→ **TEXT BLOCK**
Scrape Craigslist Listings for Market Research (2026 Guide)
Pull Craigslist jobs, housing, and car listings across any US city. Get title, price, location, and full description as structured JSON via the Apify API.

Thirdwatch's Craigslist Scraper extracts structured listing data from any Craigslist city and category — jobs, apartments, cars, services, furniture, and more. Returns title, price, location, neighborhood, full description, posting date, and direct URL. Built for market researchers, real estate analysts, used-car dealers, and anyone who needs Craigslist data in a structured format without writing a custom parser.
Why scrape Craigslist for market research
Craigslist remains one of the largest classified-ad platforms in the United States. According to SimilarWeb traffic data, the site draws over 250 million monthly visits across hundreds of US metro areas. It covers job postings, rental listings, used vehicles, services, and general merchandise — a dataset that reflects real local-market pricing with minimal intermediary distortion.

→ **REQUIRED TASK**
Please return the passage of the Craigslist scraping guide from "Thirdwatch's Craigslist Scraper" to "a custom parser.", copied word for word.

[Records pointing to named objects]
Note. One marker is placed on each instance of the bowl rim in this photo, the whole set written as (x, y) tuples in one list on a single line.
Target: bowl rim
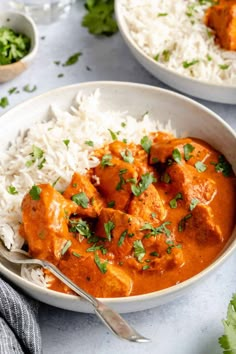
[(34, 31), (130, 41), (177, 288)]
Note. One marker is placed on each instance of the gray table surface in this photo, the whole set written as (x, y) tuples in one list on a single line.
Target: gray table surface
[(189, 325)]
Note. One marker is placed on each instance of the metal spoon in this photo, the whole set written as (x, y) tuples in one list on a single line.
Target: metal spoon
[(109, 317)]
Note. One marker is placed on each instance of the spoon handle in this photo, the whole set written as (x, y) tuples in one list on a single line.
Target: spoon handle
[(109, 317)]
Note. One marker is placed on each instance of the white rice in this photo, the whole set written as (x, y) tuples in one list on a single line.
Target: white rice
[(85, 121), (177, 26)]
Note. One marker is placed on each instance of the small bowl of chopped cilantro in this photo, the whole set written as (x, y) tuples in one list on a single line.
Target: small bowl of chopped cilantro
[(18, 44)]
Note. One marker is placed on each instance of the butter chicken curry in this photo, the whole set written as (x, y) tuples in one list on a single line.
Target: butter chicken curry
[(221, 17), (147, 217)]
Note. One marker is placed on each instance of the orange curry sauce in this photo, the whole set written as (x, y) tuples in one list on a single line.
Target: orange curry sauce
[(221, 17), (147, 217)]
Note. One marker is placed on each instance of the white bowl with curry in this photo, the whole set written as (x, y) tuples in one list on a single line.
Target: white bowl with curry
[(145, 215)]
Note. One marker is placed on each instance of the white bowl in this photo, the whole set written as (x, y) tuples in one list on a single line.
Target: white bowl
[(21, 24), (223, 93), (186, 116)]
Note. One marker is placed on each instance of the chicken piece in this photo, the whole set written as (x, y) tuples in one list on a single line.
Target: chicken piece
[(45, 222), (191, 184), (222, 19), (114, 282), (123, 234), (115, 182), (148, 206), (81, 184), (203, 225)]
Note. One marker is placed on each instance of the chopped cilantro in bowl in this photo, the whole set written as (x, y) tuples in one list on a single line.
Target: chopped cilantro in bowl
[(13, 46)]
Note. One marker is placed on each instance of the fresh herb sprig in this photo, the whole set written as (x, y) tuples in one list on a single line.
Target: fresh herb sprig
[(99, 18)]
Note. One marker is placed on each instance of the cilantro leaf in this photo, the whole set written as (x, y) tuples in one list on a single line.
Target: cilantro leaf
[(194, 202), (146, 144), (223, 166), (72, 59), (81, 227), (139, 250), (106, 160), (28, 89), (122, 238), (108, 227), (99, 18), (228, 340), (4, 102), (101, 266), (13, 46), (176, 155), (89, 142), (182, 223), (145, 182), (35, 192), (127, 156), (173, 202), (12, 190), (81, 199), (188, 148), (66, 247)]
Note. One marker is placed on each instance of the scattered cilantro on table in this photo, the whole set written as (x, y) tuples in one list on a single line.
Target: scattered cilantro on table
[(228, 339), (99, 18)]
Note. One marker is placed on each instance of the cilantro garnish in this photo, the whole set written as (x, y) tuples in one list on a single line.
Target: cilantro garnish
[(176, 156), (36, 154), (223, 66), (29, 89), (188, 148), (66, 247), (89, 142), (81, 199), (100, 17), (127, 156), (122, 180), (13, 46), (145, 182), (106, 160), (13, 90), (223, 166), (76, 254), (173, 202), (35, 192), (182, 223), (228, 340), (200, 166), (146, 144), (81, 227), (66, 142), (108, 227), (166, 178), (72, 59), (4, 102), (101, 266), (113, 135), (162, 229), (122, 238), (187, 64), (12, 190), (194, 202), (139, 250)]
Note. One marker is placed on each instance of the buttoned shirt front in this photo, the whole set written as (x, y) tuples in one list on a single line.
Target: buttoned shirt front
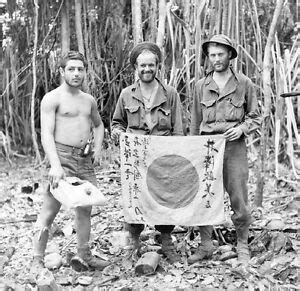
[(165, 112), (214, 112)]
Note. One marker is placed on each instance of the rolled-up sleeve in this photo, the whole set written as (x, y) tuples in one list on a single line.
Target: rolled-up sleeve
[(196, 113), (252, 120), (119, 120), (176, 115)]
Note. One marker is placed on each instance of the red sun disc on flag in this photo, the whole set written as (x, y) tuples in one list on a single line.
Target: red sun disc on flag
[(172, 181)]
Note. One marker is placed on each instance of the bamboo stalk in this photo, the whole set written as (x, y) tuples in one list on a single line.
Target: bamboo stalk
[(137, 21), (78, 26), (33, 133), (161, 23), (267, 101)]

→ **ANSWER TO THIS EXERCISE**
Thirdwatch's Craigslist Scraper extracts structured listing data from any Craigslist city and category — jobs, apartments, cars, services, furniture, and more. Returns title, price, location, neighborhood, full description, posting date, and direct URL. Built for market researchers, real estate analysts, used-car dealers, and anyone who needs Craigslist data in a structured format without writing a custom parser.